Les quatre règles du Discours de la méthode (1637) de Descartes
René Descartes était à la fois mathématicien, physicien, philosophe… Dans son Discours de la méthode il indique 4 règles propres à fixer un véritable état d’esprit scientifique :
- Première règle : « Ne recevoir aucune chose pour vraie que je ne la connusse évidemment être telle ». C'est la règle d'évidence. N'admettre pour vrai que l'évident, le certain et non le probable. Une idée est évidente pour Descartes lorsqu’elle est à la fois « claire » (contraire d’obscur, « présente et manifeste à un esprit attentif » dit-il) et « distincte » (contraire de confus, « précise et différente de toutes les autres »). Partant, une telle idée sera mémorisable, exprimable, communicable… Et surtout elle pourra servir de départ – ou bien de relai – à une déduction, elle fécondera d’autres idées vraies.
- Deuxième règle : « Diviser chacune des difficultés que j'examinerais, en autant de parcelles qu'il se pourrait et qu'il serait requis pour les mieux résoudre ». C'est la règle de la division du complexe en éléments simples (analyse). Il faut examiner les objets de la connaissance, voir ce qui est simple et composé, analyser ce qui est composé et l'expliquer par ses constituants simples.
- Troisième règle : « Conduire par ordre mes pensées, en commençant par les objets les plus simples et les plus aisés à connaître pour monter peu à peu, comme par degrés, jusqu'à la connaissance des plus composés ». C'est la règle de l'ordre, l'ordre des raisons et non des matières : on ne commence pas nécessairement par le plus important ou le plus fondamental, il faut partir de l'évident et déduire. C’est une précision importante apportée à la règle et la suite inverse de la règle 2 : aller cette fois du simple au complexe.
- Quatrième règle : « Faire partout des dénombrements si entiers, et des revues si générales, que je fusse assuré de ne rien omettre ». C'est la règle du dénombrement. Faire une revue entière, générale des objets ce qui fait intervenir la prudence, la circonspection. Cette dernière règle semblera essentielle pour tout esprit scientifique, elle compte en elle l’idée de vérification.

☆ ☆ ☆

# [Travail à faire]
(1) Renvoyez sans rien changer le passage du texte sur les règles de Descartes qui va de "Les quatre règles" jusqu'à "d’autres idées vraies.".
(2) Répondez à ces questions à l'aide du texte sur les règles de Descartes :
(a) Quel nom le texte donne-t-il à la première règle ?
(b) De quel ordre s'agit-il dans la troisième règle, d'après le texte ?
(c) Quelle idée la quatrième règle compte-t-elle en elle ?

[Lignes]
☆ ☆ ☆

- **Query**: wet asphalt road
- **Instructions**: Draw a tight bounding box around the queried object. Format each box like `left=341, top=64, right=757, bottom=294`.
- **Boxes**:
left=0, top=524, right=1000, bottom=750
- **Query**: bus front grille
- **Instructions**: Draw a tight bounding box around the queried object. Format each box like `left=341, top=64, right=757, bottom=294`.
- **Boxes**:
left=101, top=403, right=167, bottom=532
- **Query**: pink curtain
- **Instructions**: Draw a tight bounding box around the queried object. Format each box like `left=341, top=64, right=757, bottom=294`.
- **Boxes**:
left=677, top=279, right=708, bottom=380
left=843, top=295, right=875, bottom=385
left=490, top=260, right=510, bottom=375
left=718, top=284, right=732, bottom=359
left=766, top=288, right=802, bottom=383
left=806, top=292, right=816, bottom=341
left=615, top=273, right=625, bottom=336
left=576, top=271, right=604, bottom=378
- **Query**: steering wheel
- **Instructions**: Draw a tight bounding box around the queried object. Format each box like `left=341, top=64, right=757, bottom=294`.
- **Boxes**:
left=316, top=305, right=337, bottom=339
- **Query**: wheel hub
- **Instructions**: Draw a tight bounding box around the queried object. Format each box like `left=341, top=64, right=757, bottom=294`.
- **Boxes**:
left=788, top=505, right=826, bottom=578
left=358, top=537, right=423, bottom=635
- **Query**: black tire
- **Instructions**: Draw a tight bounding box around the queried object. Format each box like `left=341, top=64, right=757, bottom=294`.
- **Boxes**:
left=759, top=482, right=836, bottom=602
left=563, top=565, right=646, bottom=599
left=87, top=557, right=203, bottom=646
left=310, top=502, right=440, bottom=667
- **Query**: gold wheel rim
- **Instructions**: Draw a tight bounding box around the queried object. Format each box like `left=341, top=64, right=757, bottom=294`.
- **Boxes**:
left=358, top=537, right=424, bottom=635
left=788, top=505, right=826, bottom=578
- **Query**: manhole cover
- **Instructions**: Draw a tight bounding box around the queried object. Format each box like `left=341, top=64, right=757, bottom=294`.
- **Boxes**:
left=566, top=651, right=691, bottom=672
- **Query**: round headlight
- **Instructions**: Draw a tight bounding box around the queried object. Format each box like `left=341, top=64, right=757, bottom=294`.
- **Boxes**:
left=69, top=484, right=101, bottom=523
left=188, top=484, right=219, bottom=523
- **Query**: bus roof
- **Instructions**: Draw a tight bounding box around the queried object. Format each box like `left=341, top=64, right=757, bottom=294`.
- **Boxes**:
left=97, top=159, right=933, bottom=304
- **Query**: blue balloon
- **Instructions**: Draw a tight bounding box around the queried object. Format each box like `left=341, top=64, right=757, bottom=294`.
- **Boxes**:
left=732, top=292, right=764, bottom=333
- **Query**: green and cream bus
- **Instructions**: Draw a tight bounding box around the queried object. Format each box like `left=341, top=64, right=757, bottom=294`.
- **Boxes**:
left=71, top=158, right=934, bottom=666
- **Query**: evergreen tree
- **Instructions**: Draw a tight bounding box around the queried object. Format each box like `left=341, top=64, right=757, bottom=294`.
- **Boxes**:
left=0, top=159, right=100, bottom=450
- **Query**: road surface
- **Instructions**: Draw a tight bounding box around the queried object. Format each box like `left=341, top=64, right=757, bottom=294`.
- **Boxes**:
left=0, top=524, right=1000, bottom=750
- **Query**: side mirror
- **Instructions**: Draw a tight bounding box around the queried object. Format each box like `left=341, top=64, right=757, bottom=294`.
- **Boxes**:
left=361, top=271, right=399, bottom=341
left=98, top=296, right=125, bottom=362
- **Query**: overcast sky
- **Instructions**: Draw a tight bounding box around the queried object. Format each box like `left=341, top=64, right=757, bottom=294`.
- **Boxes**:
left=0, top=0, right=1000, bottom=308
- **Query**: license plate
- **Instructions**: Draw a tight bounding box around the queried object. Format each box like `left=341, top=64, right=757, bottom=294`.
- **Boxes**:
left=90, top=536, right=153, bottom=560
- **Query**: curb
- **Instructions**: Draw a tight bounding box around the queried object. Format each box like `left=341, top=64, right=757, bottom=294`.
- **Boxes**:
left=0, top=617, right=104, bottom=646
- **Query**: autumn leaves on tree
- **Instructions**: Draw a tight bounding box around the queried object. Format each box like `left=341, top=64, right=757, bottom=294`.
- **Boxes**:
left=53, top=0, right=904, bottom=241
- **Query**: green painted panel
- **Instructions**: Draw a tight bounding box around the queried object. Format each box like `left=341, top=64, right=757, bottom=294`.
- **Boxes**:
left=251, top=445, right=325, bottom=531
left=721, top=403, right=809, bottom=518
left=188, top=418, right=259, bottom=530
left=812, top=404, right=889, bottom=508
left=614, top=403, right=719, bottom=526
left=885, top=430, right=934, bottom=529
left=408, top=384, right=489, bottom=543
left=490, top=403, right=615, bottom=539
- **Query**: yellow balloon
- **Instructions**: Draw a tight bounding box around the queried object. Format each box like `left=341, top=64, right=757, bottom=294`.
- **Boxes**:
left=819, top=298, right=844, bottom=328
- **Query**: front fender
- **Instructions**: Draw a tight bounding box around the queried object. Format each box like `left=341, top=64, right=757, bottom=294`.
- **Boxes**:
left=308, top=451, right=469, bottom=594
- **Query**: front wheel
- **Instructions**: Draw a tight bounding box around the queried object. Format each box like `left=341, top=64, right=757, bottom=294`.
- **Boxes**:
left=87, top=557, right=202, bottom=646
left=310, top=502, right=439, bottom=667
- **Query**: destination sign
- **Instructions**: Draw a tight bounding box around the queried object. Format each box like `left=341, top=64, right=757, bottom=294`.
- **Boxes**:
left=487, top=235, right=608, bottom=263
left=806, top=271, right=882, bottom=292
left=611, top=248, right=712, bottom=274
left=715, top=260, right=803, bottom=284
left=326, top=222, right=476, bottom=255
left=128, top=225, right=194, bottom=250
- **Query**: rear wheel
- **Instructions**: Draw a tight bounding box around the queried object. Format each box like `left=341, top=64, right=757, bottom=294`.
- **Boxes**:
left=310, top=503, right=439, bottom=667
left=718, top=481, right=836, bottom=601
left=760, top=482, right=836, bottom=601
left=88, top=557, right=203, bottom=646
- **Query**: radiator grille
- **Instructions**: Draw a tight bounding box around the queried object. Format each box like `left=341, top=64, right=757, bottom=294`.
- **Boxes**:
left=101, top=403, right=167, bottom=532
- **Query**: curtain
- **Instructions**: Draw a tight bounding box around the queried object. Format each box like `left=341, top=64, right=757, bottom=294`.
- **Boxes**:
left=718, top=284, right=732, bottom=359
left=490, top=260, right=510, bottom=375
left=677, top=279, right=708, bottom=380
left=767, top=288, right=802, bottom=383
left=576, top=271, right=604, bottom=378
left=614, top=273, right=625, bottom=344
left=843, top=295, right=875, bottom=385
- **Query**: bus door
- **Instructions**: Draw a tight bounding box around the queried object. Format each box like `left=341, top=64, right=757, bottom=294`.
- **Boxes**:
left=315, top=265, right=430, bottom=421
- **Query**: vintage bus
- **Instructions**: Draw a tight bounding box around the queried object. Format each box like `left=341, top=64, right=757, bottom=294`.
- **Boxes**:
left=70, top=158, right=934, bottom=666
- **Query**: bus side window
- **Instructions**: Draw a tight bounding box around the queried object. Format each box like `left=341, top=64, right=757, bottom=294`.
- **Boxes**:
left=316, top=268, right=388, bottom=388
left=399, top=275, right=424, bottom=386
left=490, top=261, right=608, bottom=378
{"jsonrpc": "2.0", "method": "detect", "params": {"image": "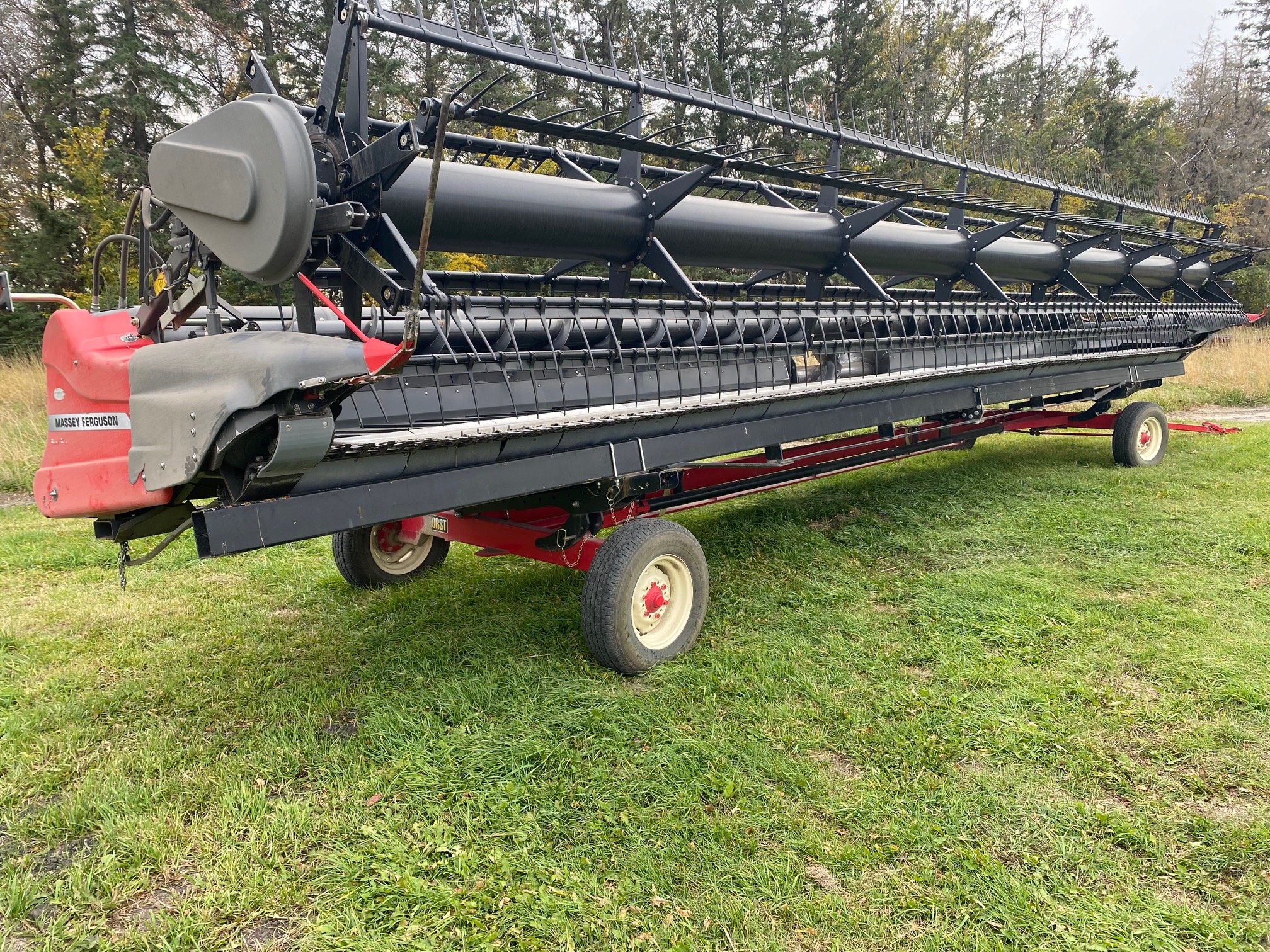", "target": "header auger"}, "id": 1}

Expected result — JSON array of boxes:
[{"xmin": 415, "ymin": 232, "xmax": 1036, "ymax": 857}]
[{"xmin": 27, "ymin": 0, "xmax": 1261, "ymax": 672}]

☆ ☆ ☆

# [Corrigé de l'exercice]
(1)
Les quatre règles du Discours de la méthode (1637) de Descartes
René Descartes était à la fois mathématicien, physicien, philosophe… Dans son Discours de la méthode il indique 4 règles propres à fixer un véritable état d’esprit scientifique :
- Première règle : « Ne recevoir aucune chose pour vraie que je ne la connusse évidemment être telle ». C'est la règle d'évidence. N'admettre pour vrai que l'évident, le certain et non le probable. Une idée est évidente pour Descartes lorsqu’elle est à la fois « claire » (contraire d’obscur, « présente et manifeste à un esprit attentif » dit-il) et « distincte » (contraire de confus, « précise et différente de toutes les autres »). Partant, une telle idée sera mémorisable, exprimable, communicable… Et surtout elle pourra servir de départ – ou bien de relai – à une déduction, elle fécondera d’autres idées vraies.

(2)
(a) La règle d'évidence.
(b) L'ordre des raisons et non des matières.
(c) L'idée de vérification.